Selection:
· · · · ·

While an event such as Dao’s blatant mistreatment causes momentary outcry as the media shows clips of the brutal video and family members of the victim speak out, the reality is that without the proper training and development, instances such as this are likely to happen again and again.
United’s aggressive, embarrassing, and grotesque episode is an organization’s PR nightmare and uncovers the imbalance of training and competency management as well as the true culture of the airline and associated authorities alike. Had United put more emphasis on internal crisis management training, the United employees aboard the flight would have acted ethically, responded to the difficult situation gracefully, and would have never advocated for force to be used against a passenger.
Currently, United’s Culture Favors Operational Excellence Over Customer Satisfaction
Preventing a similar occurrence should be United’s top priority, but it’s going to take a major change in the way that they deploy employee training and manage skills and competencies as well as a significant change in company culture. United’s situation is fraught as their current company culture is deeply rooted in something termed “operational excellence.”
Operational excellence is when an organization places pressure on employees, management, and even upper level employees—including, in this case, the CEO—to lower costs. Over the years, United’s pursuit of operational excellence has wounded them, evidenced by United being declared dead last in the Airline quality rating, as well as the 2016 firing of their CEO after he was discovered bribing government officials (source).
Using Training and Positive Company Culture to Prevent and Manage Crisis
It’s apparent that United’s learning and development program needs to be overhauled. Whether current training is outdated or there’s a lack of company-wide training altogether, if United is going to turn their organization around, it’s going to have to be from the inside out.
United has a company culture issue and it isn’t something that can be rebranded or spun differently in the media. For the public to see United in a different light, it’s going to take hard work and a considerable amount of change, starting with employees, management, and C-suite leadership.
Steps that all organizations should take in order to prevent and manage crisis include:
Establish regimented training: After updating current training curriculums, organizations should establish a regimented training schedule to be followed by staff of all levels throughout the organization.
Include situational training: In addition to typical compliance assessments and training, situational training should also be included. During situational training, scenarios are played out, reactions are discussed, and ethical issues are confronted.

· · · · ·

[Stored data]
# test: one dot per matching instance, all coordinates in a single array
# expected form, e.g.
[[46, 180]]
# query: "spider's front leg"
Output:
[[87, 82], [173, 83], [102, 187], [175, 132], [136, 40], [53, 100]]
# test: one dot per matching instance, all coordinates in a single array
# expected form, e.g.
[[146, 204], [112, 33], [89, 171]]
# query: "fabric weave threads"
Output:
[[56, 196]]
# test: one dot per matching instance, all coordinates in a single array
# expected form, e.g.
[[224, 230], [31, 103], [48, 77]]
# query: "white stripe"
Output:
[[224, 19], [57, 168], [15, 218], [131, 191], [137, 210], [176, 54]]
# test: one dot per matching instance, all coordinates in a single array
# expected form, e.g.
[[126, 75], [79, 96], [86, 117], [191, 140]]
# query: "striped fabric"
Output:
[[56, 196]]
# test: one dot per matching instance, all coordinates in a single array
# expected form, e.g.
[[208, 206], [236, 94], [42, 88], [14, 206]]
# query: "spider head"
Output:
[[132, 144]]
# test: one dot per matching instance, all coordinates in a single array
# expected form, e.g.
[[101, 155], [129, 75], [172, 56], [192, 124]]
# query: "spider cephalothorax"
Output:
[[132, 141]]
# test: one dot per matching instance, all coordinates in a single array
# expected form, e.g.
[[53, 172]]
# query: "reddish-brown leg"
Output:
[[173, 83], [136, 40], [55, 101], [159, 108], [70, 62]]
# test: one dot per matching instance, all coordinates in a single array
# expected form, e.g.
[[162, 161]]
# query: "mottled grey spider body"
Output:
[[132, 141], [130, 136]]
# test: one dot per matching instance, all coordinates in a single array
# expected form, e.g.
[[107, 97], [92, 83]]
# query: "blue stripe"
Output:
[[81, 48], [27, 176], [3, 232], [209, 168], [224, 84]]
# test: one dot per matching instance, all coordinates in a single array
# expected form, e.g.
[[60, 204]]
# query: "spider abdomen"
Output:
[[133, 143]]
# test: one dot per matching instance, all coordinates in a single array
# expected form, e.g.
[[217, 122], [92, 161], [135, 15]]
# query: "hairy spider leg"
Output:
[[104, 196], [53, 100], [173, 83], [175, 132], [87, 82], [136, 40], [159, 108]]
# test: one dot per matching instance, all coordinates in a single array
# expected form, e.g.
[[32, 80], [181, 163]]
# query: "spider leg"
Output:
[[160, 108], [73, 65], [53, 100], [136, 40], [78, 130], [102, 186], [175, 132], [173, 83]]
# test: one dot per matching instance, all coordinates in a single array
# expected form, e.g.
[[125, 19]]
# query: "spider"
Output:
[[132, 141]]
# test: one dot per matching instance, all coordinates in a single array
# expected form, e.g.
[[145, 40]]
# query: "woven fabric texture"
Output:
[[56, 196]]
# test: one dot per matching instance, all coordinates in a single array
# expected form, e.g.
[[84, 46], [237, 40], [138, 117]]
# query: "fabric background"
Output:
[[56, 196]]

· · · · ·

Task prompt: Carry on the piece about United's employee training and company culture, picking up right after its final sentence.

Result of the task:
When employees are exposed to similar situations during training, employees will be more likely to react positively during a real-life instance. Had the United employees been through situational training, perhaps the situation with Dr. Dao would not have escalated and the crisis would have been averted.
Review, revise, and update curriculum: For an effective training program, it’s important to include a curriculum that is always up-to-date, informed, and well-versed in current events. When training materials are outdated, are not sensitive to society’s current mood, and aren’t infused with new forms of learning and communication, the training may not be very successful. Through continued analysis and revision, training curriculums will be most effective.
Use Competency Management: When your organization’s top priorities are skills development, company-wide congruence on ethical issues, and infusing an organization with a positive company culture, competency management is essential to success.
When a company establishes competencies, ethical views and values, and all employees are aware of what is and what is not acceptable within the organization, a positive company culture can begin to form and grow.
Interested in bettering your organization through targeted training and cultivating a positive company culture? Learn more about the importance of implementing a competency-based training program and a positive company culture on our blog.
United Promises to Review Their Policies
In a statement from United Airlines President and CEO Oscar Munoz, the airline apologizes, takes full responsibility, and has promised to review their policies.
“This will include a thorough review of crew movement, our policies for incentivizing volunteers in these situations, how we handle oversold situations and an examination of how we partner with airport authorities and local law enforcement. We’ll communicate the results of our review by April 30th.”
United’s PR blunder will fade … but their insidious company culture will continue unless they take real steps to change for the better.